### Given request 1
According to the passage on Al-Nusra Front, in what year did the Obama administration deem Al-Nusra Front a terrorist organization?
### Given request 2
Update the part of the passage on Al-Nusra Front that opens with the words containing "Although Petraeus is" and closes with "not an option.", putting "respected" in place of "influential".
### Given request 3
Continue the passage on Al-Nusra Front from its final sentence.

### Passage given
☆ ☆ ☆ ☆ ☆ ☆ ☆

The website also noted that the proposed tactic would face substantial legal and security obstacles – particularly because Al-Nusra Front was deemed a terrorist organization by the Obama administration in 2012.
Just last year, Washington launched airstrikes on Al-Nusra Front locations which were housing members of the Khorasan Group – a small group of Al-Qaeda members aiming to recruit jihadists with Western passports to smuggle bombs onto civilian airliners.
Although Petraeus is still considered highly influential with current officials in Washington and foreign leaders, US officials reportedly told The Daily Beast that working directly with Al-Nusra Front is not an option.
Meanwhile, the retired Army general isn't the only former official who has called for talks with jihadists on the ground.
Former US ambassador to Syria Robert Ford has called for dialogue with Ahrar al-Sham – a militant group which he called “probably the most important group fighting the Syrian regime now” during a July interview with the Middle East Institute.
'Peel off reconcilables' from Al-Nusra
In response to The Daily Beast article, Petraeus told CNN that while the US should “under no circumstances try to use or co-opt Nusra,” there are “some individual fighters, and perhaps some elements, within Nusra today [that] have undoubtedly joined for opportunistic rather than ideological reasons.”
“They saw Nusra as a strong horse, and they haven't seen a credible alternative, as the moderate opposition has yet to be adequately resourced,” Petraeus said.
He said the question remains whether it “might be possible at some point to peel off so-called 'reconcilables' who would be willing to renounce Nusra and align with the moderate opposition (supported by the US and the coalition) to fight against Nusra, ISIL, and Assad.”

☆ ☆ ☆ ☆ ☆ ☆ ☆

### Stored rows
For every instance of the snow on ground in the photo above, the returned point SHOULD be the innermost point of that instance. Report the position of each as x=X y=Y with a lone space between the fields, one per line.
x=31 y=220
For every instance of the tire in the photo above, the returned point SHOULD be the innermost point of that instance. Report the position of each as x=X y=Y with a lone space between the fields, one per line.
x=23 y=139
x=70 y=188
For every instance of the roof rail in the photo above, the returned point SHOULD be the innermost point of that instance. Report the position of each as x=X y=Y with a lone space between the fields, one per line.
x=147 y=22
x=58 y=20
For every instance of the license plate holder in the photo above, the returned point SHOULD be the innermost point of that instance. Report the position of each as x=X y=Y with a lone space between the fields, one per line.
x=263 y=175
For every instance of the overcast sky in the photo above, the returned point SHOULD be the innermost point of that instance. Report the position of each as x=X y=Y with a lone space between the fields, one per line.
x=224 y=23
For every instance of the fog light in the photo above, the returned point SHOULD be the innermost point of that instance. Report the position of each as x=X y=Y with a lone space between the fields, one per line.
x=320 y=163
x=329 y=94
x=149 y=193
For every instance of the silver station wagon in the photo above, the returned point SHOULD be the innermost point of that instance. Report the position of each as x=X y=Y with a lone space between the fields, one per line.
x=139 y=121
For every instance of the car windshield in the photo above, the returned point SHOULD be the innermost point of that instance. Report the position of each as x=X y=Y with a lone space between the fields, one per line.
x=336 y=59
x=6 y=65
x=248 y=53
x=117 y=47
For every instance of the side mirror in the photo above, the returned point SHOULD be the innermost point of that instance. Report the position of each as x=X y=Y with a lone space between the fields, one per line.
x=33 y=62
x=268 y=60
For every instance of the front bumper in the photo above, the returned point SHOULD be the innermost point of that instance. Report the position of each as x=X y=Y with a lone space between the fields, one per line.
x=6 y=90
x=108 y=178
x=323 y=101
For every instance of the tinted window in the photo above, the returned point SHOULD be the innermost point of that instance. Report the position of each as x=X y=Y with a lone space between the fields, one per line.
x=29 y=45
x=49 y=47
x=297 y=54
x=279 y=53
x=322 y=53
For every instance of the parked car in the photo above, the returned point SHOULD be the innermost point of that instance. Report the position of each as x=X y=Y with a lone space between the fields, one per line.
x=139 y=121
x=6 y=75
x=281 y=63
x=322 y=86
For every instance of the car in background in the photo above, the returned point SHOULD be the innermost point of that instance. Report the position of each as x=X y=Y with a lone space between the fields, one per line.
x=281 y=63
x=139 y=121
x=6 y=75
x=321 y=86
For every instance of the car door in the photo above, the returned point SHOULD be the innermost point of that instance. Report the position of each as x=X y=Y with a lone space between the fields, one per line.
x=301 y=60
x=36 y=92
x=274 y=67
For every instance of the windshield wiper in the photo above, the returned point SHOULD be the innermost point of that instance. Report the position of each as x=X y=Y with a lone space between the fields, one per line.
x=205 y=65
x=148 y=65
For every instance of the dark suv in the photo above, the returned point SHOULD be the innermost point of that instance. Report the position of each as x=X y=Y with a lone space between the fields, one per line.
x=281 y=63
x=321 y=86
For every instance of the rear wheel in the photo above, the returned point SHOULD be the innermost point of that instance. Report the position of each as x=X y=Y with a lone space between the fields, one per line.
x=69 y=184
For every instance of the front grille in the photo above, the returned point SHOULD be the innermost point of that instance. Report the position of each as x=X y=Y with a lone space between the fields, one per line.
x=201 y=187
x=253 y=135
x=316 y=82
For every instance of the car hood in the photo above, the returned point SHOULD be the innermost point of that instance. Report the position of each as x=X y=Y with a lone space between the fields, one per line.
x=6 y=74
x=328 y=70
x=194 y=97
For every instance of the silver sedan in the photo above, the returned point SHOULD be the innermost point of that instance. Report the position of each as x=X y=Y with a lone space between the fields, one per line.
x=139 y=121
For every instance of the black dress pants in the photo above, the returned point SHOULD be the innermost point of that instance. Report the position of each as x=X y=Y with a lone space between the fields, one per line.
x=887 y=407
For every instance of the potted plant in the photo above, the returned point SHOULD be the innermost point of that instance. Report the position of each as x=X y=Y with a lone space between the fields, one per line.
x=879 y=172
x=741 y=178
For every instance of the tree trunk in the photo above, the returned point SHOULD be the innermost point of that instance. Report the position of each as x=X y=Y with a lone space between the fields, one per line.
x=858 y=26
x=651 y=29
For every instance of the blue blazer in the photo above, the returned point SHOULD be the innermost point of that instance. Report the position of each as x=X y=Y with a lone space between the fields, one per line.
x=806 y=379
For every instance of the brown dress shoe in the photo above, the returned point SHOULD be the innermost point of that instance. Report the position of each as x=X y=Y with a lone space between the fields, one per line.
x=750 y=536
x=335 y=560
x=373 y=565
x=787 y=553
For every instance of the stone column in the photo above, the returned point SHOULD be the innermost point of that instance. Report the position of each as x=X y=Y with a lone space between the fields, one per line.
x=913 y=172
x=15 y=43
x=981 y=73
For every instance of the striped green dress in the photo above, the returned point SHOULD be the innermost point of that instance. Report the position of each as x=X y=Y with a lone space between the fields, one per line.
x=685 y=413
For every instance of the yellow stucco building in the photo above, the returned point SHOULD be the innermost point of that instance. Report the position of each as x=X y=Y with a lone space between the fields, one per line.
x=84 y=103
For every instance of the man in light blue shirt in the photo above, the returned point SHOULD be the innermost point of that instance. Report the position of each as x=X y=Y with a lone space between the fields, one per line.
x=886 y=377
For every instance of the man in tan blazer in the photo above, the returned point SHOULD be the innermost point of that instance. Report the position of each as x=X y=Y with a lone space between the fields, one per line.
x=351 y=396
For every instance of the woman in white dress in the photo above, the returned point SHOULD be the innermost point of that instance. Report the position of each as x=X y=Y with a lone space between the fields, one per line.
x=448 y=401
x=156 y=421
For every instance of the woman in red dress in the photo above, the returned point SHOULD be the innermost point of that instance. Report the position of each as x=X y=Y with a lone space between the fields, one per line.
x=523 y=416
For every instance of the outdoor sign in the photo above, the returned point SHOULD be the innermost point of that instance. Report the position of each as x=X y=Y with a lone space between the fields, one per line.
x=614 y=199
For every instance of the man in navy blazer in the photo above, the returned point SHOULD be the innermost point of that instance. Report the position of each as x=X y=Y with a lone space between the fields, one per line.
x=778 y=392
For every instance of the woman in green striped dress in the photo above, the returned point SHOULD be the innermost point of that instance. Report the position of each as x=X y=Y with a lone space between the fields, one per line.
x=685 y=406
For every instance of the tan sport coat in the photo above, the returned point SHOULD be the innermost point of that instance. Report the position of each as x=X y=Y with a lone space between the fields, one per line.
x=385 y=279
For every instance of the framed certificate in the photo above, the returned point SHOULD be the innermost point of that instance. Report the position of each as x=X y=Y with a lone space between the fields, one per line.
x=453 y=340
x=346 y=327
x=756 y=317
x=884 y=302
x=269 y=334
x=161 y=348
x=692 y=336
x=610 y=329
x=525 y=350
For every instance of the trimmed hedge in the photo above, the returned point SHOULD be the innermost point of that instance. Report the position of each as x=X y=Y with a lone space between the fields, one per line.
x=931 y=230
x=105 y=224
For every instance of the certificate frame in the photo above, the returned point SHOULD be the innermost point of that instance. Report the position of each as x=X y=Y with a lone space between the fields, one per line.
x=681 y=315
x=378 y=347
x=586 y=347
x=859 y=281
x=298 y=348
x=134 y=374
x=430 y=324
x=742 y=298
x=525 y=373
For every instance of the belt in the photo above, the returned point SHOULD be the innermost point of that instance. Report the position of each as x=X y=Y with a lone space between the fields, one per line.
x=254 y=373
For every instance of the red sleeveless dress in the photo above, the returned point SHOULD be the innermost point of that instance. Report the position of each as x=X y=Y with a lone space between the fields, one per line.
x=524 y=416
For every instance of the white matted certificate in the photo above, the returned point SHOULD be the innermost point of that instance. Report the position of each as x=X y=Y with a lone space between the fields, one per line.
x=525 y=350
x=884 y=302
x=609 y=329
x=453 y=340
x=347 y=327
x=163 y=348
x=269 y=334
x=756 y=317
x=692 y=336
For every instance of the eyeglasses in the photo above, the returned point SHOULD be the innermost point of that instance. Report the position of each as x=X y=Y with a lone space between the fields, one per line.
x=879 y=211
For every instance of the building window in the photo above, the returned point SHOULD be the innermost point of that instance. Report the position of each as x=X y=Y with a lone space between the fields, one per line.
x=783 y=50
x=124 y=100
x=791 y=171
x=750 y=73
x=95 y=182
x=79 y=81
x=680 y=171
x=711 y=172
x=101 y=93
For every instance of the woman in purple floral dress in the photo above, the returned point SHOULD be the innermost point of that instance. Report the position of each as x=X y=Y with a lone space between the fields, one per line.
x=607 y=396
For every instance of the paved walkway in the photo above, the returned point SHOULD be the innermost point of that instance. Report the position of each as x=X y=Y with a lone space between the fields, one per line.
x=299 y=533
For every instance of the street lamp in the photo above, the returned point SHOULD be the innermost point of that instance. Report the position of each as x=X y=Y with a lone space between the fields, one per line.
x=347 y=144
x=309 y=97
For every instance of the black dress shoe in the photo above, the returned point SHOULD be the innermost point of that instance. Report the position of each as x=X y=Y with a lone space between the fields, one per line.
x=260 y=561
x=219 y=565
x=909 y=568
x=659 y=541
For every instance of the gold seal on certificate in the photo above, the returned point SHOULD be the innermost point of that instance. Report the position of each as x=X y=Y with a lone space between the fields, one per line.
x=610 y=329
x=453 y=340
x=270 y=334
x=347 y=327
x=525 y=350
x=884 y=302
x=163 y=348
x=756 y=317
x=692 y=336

☆ ☆ ☆ ☆ ☆ ☆ ☆

### Reply 1
2012

### Reply 2
Although Petraeus is still considered highly respected with current officials in Washington and foreign leaders, US officials reportedly told The Daily Beast that working directly with Al-Nusra Front is not an option.

### Reply 3
Petraeus said that doing so would require “both the rise of much stronger, moderate opposition groups – backed, again, by the US and the coalition seeking to defeat ISIL – and at the same time, intensified military pressure on all extremist groups.”
Addressing his experience in Iraq, he said that although the situation today in Syria is different, “we should nonetheless consider the possibility of trying to defeat radical groups in Syria not simply by killing or capturing the entirety of their membership – though much of that will have to be done – but also by splintering their ranks by offering a credible alternative to those 'reconcilable' elements of those organizations."
Despite trying numerous tactics to tackle ISIS, the US has so far fallen short. Washington's efforts to train local forces in Syria have not gone to plan, with many fighters from the first batch fleeing back to their homes in Syria. Others were captured by Al-Nusra Front.
Although the US military says it is still training fighters, officials have privately stated that they have fallen short of expectations, The Daily Beast reported.
The news comes just one week after the Pentagon announced that Ankara and Washington completed an agreement to allow Turkey to begin striking ISIS targets in Iraq and Syria. Officials say they do not expect the airstrikes to begin immediately.